> [Given passage]:
An insightful look at the Caribbean Dialogue

By Ian Forrest

Founder/Host
05/19/05

 

Hosting the Caribbean Dialogue over the past year and a half has been my consummate pleasure and if you have been before you know it is something I am committed to doing and in a number of the people who attend with the fervor of the Dialogue Junkie I am, then it goes without saying the Dialogue is a necessary thing.

 

I will say though that ever so often the Dialogue has to answer to the question, particularly from the Newbies (New attendants) as to what it is and where it is headed…what is its real purpose and what then is it’s end point, where will their participation in it take them?

 

The questions are valid and it is with patience that I answer them recognizing that people have a right to know particularly if they want to take the step of committing to the Dialogue (and I know that it does take commitment….every Thursday at WBAI on Wall St. in lower Manhattan 7-10pm, who am I kidding?!!!).

 

So with the help of the faithful we posit the whys and the wherefores of the Dialogue as we forge the whereto.

 

By way of Background, here is how the Dialogue started:

 

The Dialogue came into being in December 2003 as a result of a feeling of loneliness on the part of Ian Forrest (Dialogue founder) who while in Jamaica was always not more than a telephone call away from a conversation on things affecting the country, region, world…such conversations were in the taxis, on the buses, in a plethora of places, solicited and not….here in NY, to find people with interest in the first place and knowledge in the next instance was to say the least a challenge.  So utilizing the power of the airwaves, Forrest decided to put the word out that at WBAI, the Caribbean Dialogue was going to kick off with a discussion on Grenada, 20 years in the aftermath of the US led invasion….Joachim Mark, Grenadian Historian served as the Dialogue’s first guest.

 

Since then the Dialogue has hosted a number of significant individuals from diplomats, to authors, from child care workers to anti-incarceration activists, from independent filmmakers to politicians.

 

It has done informal explorations of University of the West Indies subject matter looking at Politics and the conduct thereof in the Caribbean. It has done a film series featuring the definitional work on globalization by Stephanie Black, “Life and Debt”, the film debut of Patrice Johnson with “Kings County” and then another debut by photographer cum film documentarian, Rex Miller, “I’m Walking a journey through Parchman”.

 

The dialogue has featured writers such as Colin Channer reading from and discussing what was his latest book project at the time, “Passing Through” and Glenville Lovell of Barbados with his book “Love and Death in Brooklyn”.

> [Exercise description]: According to the article on the Caribbean Dialogue, who served as the Dialogue's first guest?

> [Data entries]:

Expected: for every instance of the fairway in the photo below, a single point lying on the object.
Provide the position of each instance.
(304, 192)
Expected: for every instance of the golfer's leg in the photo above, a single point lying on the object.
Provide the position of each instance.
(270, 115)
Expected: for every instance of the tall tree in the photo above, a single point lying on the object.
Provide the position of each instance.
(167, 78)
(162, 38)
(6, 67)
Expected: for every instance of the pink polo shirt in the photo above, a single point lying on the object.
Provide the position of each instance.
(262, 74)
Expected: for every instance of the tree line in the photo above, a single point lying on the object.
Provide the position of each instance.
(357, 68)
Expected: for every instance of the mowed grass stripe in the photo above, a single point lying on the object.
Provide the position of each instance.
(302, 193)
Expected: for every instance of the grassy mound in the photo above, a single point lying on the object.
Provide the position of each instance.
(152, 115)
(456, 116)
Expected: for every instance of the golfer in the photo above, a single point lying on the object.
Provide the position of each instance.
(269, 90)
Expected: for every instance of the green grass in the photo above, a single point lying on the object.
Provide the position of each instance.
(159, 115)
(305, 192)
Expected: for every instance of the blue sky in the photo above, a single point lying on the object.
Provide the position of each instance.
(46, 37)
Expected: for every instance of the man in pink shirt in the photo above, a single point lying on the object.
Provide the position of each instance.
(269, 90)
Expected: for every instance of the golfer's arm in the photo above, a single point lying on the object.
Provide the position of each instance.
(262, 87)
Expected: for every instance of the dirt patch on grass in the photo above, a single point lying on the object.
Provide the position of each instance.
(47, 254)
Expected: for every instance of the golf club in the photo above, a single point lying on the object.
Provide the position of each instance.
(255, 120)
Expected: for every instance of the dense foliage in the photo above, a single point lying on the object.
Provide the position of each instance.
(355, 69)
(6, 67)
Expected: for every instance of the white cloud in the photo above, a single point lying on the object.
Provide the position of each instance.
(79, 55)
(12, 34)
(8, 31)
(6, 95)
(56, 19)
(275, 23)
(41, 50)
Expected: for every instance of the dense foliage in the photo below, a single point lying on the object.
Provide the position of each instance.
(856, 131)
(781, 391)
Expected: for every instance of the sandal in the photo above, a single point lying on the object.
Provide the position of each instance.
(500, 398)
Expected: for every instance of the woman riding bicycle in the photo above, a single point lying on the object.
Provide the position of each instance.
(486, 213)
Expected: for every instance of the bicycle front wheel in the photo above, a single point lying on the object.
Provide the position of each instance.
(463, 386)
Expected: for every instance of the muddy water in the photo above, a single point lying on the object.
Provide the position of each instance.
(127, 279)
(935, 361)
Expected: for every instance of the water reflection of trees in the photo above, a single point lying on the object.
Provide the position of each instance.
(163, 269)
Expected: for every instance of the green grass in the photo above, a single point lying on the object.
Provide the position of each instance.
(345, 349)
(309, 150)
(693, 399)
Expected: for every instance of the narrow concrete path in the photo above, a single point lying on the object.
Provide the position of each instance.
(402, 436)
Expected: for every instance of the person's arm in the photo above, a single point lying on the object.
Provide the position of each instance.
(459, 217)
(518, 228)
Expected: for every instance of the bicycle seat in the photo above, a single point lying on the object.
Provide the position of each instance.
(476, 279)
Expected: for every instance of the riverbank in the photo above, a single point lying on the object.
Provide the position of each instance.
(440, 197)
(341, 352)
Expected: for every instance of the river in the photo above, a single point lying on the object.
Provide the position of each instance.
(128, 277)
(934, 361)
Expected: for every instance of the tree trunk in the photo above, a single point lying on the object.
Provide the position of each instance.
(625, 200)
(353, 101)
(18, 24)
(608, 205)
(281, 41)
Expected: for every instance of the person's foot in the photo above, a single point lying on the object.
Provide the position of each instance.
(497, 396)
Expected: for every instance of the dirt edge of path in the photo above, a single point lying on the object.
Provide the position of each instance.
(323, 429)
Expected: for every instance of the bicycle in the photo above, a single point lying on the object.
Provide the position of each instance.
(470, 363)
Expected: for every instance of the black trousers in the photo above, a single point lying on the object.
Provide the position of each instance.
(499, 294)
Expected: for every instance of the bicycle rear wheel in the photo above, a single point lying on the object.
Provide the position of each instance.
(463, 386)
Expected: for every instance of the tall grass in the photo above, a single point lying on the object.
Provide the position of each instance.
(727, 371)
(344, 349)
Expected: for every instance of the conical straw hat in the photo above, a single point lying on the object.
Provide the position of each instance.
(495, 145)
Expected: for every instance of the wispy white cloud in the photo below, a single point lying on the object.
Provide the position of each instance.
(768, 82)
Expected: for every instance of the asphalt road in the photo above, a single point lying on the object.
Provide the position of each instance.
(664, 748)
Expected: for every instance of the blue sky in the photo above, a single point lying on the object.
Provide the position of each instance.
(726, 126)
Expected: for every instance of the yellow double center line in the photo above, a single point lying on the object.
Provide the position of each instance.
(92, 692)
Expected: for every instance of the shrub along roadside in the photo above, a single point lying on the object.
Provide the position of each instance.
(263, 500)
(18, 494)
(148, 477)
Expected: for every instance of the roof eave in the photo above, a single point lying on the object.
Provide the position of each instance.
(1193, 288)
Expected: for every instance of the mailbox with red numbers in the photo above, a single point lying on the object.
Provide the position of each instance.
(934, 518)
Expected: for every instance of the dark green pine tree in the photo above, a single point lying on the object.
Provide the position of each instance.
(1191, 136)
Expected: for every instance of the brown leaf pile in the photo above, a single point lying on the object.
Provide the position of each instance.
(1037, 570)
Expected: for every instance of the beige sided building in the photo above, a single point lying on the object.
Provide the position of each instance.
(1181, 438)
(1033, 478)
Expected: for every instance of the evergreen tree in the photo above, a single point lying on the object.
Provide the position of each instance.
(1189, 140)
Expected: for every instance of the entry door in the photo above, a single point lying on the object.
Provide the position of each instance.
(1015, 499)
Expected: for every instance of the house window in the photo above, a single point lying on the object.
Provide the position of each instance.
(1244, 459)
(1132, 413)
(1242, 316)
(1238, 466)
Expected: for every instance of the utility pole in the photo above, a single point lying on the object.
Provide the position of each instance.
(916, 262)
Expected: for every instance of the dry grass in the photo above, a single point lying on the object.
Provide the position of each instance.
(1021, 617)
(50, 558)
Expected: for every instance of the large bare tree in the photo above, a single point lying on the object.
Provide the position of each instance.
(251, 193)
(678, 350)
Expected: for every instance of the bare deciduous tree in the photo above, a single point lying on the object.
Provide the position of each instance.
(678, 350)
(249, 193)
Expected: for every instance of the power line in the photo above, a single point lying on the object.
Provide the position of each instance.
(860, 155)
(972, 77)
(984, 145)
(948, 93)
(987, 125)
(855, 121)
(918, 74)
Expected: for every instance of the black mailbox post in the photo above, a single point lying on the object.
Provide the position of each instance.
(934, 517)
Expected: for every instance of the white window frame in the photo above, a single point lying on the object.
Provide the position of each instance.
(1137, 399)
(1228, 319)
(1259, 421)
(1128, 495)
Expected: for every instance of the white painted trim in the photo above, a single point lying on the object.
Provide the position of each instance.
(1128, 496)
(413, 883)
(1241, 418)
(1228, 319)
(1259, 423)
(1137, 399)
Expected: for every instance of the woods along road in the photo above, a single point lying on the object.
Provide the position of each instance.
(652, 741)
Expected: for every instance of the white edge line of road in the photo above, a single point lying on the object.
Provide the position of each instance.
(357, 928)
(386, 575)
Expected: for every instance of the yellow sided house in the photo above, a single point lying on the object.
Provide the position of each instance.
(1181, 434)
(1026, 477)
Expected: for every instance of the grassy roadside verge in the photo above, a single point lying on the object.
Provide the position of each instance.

> [Completed exercise]: Joachim Mark, a Grenadian historian.